[Opening RECORDS FOR THE TASK section]
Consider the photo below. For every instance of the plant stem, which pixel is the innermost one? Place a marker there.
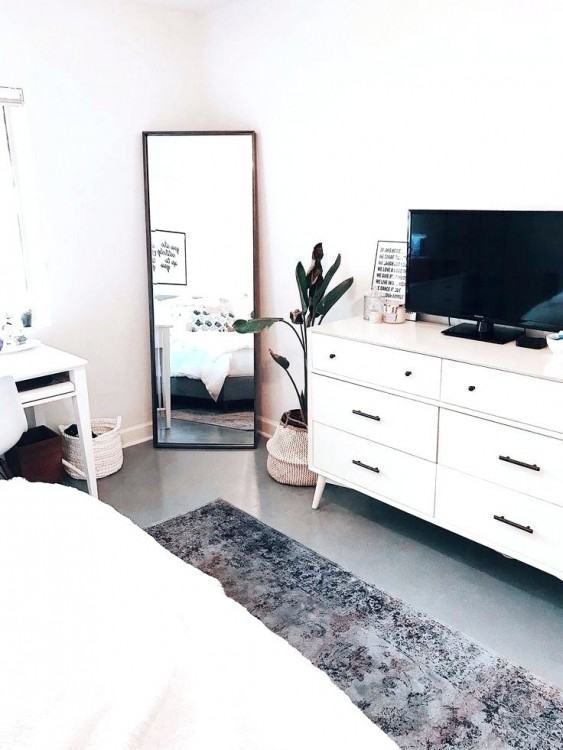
(295, 332)
(299, 400)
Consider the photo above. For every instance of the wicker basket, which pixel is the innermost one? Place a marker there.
(108, 451)
(288, 456)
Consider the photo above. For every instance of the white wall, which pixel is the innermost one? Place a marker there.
(96, 73)
(365, 108)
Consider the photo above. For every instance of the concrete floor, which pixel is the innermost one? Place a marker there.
(507, 606)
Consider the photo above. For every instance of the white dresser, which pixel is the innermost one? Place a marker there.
(464, 434)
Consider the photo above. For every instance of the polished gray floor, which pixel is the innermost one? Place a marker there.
(505, 605)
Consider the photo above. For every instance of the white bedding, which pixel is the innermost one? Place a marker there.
(210, 356)
(109, 642)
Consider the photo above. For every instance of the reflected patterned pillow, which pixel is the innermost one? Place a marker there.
(204, 319)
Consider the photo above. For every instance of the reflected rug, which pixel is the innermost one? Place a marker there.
(426, 685)
(235, 420)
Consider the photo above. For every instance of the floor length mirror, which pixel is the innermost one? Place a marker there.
(201, 236)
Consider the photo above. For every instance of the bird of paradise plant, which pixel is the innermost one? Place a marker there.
(315, 302)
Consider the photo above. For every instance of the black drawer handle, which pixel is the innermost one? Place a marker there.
(508, 522)
(533, 467)
(366, 415)
(365, 466)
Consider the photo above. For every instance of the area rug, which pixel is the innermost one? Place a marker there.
(426, 685)
(235, 420)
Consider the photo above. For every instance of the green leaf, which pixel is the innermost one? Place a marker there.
(326, 281)
(301, 277)
(330, 299)
(282, 361)
(254, 325)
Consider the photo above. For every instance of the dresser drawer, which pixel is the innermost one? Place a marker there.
(390, 368)
(504, 394)
(521, 460)
(381, 471)
(470, 505)
(395, 421)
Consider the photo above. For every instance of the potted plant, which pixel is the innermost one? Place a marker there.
(287, 449)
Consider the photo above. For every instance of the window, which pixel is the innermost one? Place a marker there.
(15, 292)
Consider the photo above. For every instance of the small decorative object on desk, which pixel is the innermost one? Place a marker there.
(390, 270)
(12, 337)
(373, 307)
(393, 311)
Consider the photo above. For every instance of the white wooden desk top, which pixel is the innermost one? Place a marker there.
(35, 363)
(427, 338)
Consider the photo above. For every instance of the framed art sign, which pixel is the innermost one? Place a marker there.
(169, 257)
(390, 270)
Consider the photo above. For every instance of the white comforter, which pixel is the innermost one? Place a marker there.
(208, 356)
(109, 642)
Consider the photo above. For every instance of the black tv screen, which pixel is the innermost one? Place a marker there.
(505, 266)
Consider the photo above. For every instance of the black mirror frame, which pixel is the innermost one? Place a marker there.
(145, 135)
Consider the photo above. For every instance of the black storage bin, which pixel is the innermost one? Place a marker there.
(37, 456)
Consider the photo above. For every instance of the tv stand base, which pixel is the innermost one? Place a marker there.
(483, 331)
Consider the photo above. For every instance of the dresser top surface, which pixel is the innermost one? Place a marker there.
(426, 338)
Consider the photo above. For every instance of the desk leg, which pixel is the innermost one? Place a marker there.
(82, 415)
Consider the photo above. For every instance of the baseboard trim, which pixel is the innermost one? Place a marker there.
(138, 433)
(142, 433)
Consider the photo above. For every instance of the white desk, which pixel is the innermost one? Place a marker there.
(45, 360)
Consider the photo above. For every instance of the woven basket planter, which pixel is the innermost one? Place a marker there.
(288, 455)
(108, 451)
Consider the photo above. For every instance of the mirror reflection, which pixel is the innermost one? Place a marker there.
(201, 235)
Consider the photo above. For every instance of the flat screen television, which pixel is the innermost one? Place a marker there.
(501, 267)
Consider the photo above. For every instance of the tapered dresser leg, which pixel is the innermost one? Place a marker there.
(319, 489)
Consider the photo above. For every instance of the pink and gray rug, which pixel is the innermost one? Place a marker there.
(427, 686)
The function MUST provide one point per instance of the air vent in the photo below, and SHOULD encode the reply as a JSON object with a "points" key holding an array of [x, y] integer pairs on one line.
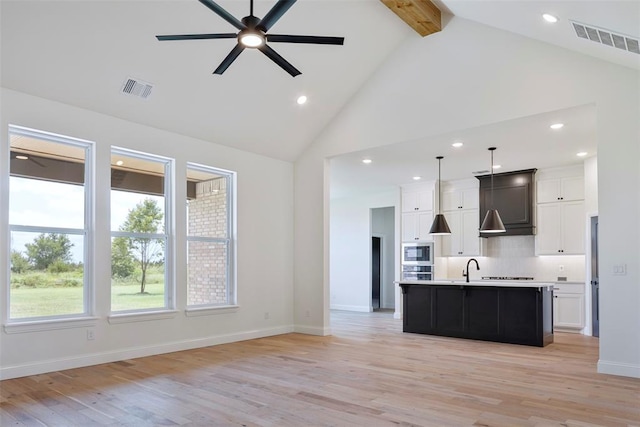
{"points": [[606, 37], [137, 88]]}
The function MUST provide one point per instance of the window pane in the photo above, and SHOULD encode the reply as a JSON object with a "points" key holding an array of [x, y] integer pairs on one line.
{"points": [[47, 275], [207, 270], [137, 273], [207, 204]]}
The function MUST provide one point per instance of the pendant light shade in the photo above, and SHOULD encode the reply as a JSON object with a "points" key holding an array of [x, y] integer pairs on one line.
{"points": [[439, 226], [492, 222]]}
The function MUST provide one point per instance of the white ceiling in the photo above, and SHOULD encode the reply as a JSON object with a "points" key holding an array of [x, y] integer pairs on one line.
{"points": [[81, 52]]}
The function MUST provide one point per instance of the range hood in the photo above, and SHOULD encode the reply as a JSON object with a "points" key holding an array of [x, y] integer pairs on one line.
{"points": [[513, 197]]}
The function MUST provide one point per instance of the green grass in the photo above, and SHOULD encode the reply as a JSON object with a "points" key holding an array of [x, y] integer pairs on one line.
{"points": [[53, 296]]}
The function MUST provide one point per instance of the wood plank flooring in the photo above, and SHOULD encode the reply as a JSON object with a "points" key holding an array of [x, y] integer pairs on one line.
{"points": [[368, 373]]}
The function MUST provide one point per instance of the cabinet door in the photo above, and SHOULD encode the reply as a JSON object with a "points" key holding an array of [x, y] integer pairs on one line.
{"points": [[451, 245], [409, 227], [568, 311], [548, 236], [573, 227], [470, 241], [572, 188]]}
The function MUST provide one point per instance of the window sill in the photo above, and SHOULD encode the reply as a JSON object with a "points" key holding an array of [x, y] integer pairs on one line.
{"points": [[208, 311], [147, 316], [49, 325]]}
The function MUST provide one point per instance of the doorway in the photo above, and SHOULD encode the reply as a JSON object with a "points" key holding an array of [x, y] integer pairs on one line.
{"points": [[595, 282]]}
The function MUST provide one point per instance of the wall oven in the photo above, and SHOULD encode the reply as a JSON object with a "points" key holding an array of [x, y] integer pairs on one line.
{"points": [[417, 272], [417, 253]]}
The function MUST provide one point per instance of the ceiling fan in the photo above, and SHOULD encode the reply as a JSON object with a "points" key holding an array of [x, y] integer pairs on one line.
{"points": [[254, 34]]}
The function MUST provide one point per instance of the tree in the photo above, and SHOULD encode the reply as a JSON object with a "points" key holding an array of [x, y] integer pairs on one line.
{"points": [[146, 217], [122, 261], [19, 264], [47, 249]]}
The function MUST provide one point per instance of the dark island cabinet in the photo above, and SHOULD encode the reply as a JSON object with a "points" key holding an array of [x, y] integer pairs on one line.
{"points": [[516, 315]]}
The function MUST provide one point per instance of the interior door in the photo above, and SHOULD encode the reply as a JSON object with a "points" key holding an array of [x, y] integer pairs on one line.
{"points": [[375, 272], [595, 279]]}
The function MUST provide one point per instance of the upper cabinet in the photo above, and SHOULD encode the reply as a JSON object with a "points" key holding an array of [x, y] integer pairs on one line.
{"points": [[562, 189]]}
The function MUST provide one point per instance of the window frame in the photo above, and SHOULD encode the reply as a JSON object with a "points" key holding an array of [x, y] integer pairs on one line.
{"points": [[168, 236], [87, 231], [229, 240]]}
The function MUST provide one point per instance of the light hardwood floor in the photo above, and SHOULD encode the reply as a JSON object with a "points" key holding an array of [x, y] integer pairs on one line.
{"points": [[368, 373]]}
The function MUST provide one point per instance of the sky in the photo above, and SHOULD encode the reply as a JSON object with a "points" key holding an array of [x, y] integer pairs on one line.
{"points": [[53, 204]]}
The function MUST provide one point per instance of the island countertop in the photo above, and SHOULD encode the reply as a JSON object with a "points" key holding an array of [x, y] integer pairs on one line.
{"points": [[492, 283]]}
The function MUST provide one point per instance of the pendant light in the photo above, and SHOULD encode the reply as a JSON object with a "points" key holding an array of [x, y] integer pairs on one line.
{"points": [[439, 226], [492, 222]]}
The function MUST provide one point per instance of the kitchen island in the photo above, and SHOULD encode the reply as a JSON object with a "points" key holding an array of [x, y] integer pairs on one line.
{"points": [[509, 312]]}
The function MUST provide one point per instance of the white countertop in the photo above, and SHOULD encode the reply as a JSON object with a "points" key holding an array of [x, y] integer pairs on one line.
{"points": [[499, 283]]}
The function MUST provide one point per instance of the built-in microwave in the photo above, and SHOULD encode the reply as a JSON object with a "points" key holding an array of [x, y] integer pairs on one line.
{"points": [[417, 272], [417, 253]]}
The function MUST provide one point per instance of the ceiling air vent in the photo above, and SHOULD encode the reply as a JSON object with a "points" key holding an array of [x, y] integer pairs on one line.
{"points": [[606, 37], [137, 88]]}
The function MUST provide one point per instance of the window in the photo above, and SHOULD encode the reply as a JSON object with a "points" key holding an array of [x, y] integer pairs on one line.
{"points": [[140, 246], [49, 207], [209, 232]]}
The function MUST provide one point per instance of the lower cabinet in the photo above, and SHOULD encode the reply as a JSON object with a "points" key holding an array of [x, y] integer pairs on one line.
{"points": [[568, 307], [517, 315]]}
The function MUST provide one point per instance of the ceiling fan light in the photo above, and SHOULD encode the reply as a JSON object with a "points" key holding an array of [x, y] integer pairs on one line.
{"points": [[250, 39], [492, 223]]}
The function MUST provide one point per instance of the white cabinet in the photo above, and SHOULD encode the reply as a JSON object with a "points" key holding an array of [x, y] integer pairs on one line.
{"points": [[417, 200], [464, 240], [416, 226], [560, 189], [464, 198], [560, 228], [568, 307]]}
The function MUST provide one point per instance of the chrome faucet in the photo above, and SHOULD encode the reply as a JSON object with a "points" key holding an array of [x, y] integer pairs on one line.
{"points": [[466, 274]]}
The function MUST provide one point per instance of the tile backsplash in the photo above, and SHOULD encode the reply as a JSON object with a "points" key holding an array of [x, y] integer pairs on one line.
{"points": [[515, 256]]}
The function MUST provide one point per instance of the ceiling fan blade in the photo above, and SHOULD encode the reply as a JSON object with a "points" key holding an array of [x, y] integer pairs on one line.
{"points": [[283, 63], [223, 14], [284, 38], [229, 59], [197, 36], [275, 13]]}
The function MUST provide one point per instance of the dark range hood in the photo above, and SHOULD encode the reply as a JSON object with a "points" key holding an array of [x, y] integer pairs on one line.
{"points": [[513, 197]]}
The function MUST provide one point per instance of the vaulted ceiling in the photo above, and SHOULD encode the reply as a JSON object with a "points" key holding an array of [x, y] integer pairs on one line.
{"points": [[82, 52]]}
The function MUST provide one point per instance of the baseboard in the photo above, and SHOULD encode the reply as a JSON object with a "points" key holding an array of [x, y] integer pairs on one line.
{"points": [[312, 330], [360, 308], [52, 365], [620, 369]]}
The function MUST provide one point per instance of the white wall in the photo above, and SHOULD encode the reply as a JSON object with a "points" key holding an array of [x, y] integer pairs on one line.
{"points": [[350, 248], [470, 75], [264, 246], [383, 223]]}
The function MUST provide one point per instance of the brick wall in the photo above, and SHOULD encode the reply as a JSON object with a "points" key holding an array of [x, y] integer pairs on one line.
{"points": [[207, 261]]}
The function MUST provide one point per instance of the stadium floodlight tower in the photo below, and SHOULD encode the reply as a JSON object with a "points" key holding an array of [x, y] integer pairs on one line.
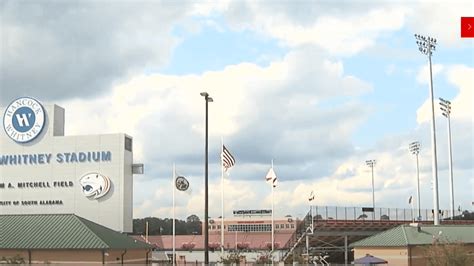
{"points": [[206, 192], [445, 106], [371, 164], [415, 149], [427, 45]]}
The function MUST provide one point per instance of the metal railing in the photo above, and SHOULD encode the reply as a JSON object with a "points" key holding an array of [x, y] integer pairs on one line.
{"points": [[379, 214]]}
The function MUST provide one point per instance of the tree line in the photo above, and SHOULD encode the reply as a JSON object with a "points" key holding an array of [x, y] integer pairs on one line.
{"points": [[158, 226]]}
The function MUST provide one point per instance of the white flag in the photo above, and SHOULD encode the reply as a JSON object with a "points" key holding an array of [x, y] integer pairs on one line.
{"points": [[311, 196], [271, 177]]}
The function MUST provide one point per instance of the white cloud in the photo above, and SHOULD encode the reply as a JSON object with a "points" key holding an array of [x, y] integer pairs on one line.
{"points": [[461, 78]]}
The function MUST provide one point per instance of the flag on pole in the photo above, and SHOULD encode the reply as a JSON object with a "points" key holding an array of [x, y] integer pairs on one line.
{"points": [[311, 196], [181, 183], [227, 159], [271, 177]]}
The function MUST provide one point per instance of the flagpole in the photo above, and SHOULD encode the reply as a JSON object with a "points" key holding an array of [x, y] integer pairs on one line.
{"points": [[273, 231], [174, 222], [222, 198], [146, 234]]}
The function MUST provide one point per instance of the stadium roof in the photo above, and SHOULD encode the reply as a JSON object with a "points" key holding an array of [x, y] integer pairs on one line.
{"points": [[407, 235], [232, 240], [60, 231]]}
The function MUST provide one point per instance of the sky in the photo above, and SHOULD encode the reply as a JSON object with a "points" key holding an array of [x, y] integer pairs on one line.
{"points": [[319, 87]]}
[Closing RECORDS FOR THE TASK section]
An exact copy of the entries from the line containing "the white cloud" through the last line is the expected answer.

**REPLY**:
The function MUST provide one point per instance of the white cloud in the photo above, and SHOULD encode the reply as a JSON object with a "points" key holding an array of [x, y] integer pairs on one line.
{"points": [[461, 78]]}
The function MUST provide one point per instance of the flag on pole in the photo above, and SHOULD encode the reply as a JSON object with a "points" key holding an array of [x, y] integer pairs on one line.
{"points": [[311, 196], [181, 183], [227, 159], [271, 177]]}
The function MUST provide one point per instance of the flagpole in the photo above, and SHOULD encode the reply as a JSON object with a "points" key holding an array of [x, y] integer pairs on one line.
{"points": [[273, 231], [174, 222], [222, 198], [146, 234]]}
The function MUST provide one point per instance of the stadium roof in the photo above, and SHOULD encode the reply as a JSON object with a "points" key holding an array of [x, y] integer pairs on one line.
{"points": [[407, 235], [232, 240], [60, 231]]}
The function MUST provide one point per instance of the sky in the photo above, and SHOULD encode the reply as a JSON object with a "points" key holding an array of [x, y] integer pairs on one line.
{"points": [[319, 87]]}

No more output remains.